Stored data entries
········

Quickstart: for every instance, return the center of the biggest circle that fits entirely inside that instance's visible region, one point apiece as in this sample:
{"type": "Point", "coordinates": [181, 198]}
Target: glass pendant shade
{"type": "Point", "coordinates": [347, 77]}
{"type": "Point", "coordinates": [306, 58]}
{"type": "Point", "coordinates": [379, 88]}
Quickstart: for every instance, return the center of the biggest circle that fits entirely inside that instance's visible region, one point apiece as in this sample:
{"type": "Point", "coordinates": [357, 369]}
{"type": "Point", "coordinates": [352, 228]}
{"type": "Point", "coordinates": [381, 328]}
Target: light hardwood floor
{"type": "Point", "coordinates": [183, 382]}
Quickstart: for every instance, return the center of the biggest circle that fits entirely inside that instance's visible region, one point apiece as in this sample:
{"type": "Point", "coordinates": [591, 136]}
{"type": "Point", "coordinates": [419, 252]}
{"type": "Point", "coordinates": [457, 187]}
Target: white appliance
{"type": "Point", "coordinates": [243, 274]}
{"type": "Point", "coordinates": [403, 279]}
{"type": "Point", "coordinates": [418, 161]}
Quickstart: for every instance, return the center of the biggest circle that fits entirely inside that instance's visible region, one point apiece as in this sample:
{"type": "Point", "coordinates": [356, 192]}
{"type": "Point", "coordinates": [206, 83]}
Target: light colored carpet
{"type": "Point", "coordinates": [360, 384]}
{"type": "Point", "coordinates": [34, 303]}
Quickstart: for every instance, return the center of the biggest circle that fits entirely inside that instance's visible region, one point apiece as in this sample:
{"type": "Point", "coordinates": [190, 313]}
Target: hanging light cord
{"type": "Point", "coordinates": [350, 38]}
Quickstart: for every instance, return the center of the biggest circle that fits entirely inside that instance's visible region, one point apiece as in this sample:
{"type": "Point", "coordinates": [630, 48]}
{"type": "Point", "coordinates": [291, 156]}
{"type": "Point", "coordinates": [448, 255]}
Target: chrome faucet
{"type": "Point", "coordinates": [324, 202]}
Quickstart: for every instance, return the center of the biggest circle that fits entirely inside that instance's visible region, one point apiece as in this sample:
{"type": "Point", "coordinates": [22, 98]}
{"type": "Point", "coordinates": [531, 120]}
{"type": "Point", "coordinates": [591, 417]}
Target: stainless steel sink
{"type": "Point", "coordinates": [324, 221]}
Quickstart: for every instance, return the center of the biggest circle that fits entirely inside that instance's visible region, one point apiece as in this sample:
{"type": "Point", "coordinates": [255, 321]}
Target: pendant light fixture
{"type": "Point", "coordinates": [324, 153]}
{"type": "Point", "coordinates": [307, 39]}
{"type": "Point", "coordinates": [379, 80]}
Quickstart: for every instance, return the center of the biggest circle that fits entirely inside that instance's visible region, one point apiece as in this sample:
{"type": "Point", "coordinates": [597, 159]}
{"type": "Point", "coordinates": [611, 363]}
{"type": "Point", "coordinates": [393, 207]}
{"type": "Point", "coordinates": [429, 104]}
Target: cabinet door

········

**Required task:** Copy the material above verbatim.

**Solution for this task:**
Quickstart: for every instance, return the center of the biggest circle that fits entirely inside that instance's visible region, one point apiece as in this sample:
{"type": "Point", "coordinates": [181, 198]}
Target: glass pendant shade
{"type": "Point", "coordinates": [347, 77]}
{"type": "Point", "coordinates": [306, 58]}
{"type": "Point", "coordinates": [379, 88]}
Quickstart: for every instance, return the center of the biggest circle that fits entirely inside that instance's visible region, one point apiece as in this sample:
{"type": "Point", "coordinates": [357, 369]}
{"type": "Point", "coordinates": [352, 228]}
{"type": "Point", "coordinates": [381, 328]}
Target: light hardwood floor
{"type": "Point", "coordinates": [183, 382]}
Quickstart: for every instance, return the center of the biggest circle that fits entirely inside that instance's visible region, one point apiece as in this sample:
{"type": "Point", "coordinates": [591, 136]}
{"type": "Point", "coordinates": [419, 252]}
{"type": "Point", "coordinates": [457, 187]}
Target: white appliance
{"type": "Point", "coordinates": [243, 274]}
{"type": "Point", "coordinates": [403, 279]}
{"type": "Point", "coordinates": [418, 161]}
Quickstart: for every instance, return the center of the biggest circle that fits entirely inside that instance's visible region, one point apiece as in this sample:
{"type": "Point", "coordinates": [356, 192]}
{"type": "Point", "coordinates": [206, 83]}
Target: light colored carpet
{"type": "Point", "coordinates": [360, 384]}
{"type": "Point", "coordinates": [34, 303]}
Quickstart: for every instance, return the center of the biggest circle that fits entirely inside that instance's visible region, one point apiece as in this sample:
{"type": "Point", "coordinates": [190, 313]}
Target: hanging light cord
{"type": "Point", "coordinates": [350, 38]}
Quickstart: for every instance, return the center of the biggest circle that fits entirely inside that instance's visible region, one point apiece as in this sample:
{"type": "Point", "coordinates": [630, 48]}
{"type": "Point", "coordinates": [291, 156]}
{"type": "Point", "coordinates": [448, 255]}
Target: chrome faucet
{"type": "Point", "coordinates": [324, 202]}
Quickstart: for every instance, return the center of the biggest circle that fits entirely inside that instance's visible region, one point apiece as in this sample:
{"type": "Point", "coordinates": [22, 98]}
{"type": "Point", "coordinates": [531, 120]}
{"type": "Point", "coordinates": [591, 417]}
Target: stainless steel sink
{"type": "Point", "coordinates": [324, 221]}
Quickstart: for every instance, return the center of the biggest circle that fits entirely inside that instance's visible region, one point apiece as in this sample:
{"type": "Point", "coordinates": [255, 321]}
Target: pendant light fixture
{"type": "Point", "coordinates": [324, 153]}
{"type": "Point", "coordinates": [307, 39]}
{"type": "Point", "coordinates": [379, 80]}
Quickstart: for every instance, return the center of the biggest circle that fits entirely inside that instance's visible region, one point apiece as in this sample:
{"type": "Point", "coordinates": [597, 159]}
{"type": "Point", "coordinates": [611, 363]}
{"type": "Point", "coordinates": [393, 207]}
{"type": "Point", "coordinates": [429, 104]}
Target: cabinet door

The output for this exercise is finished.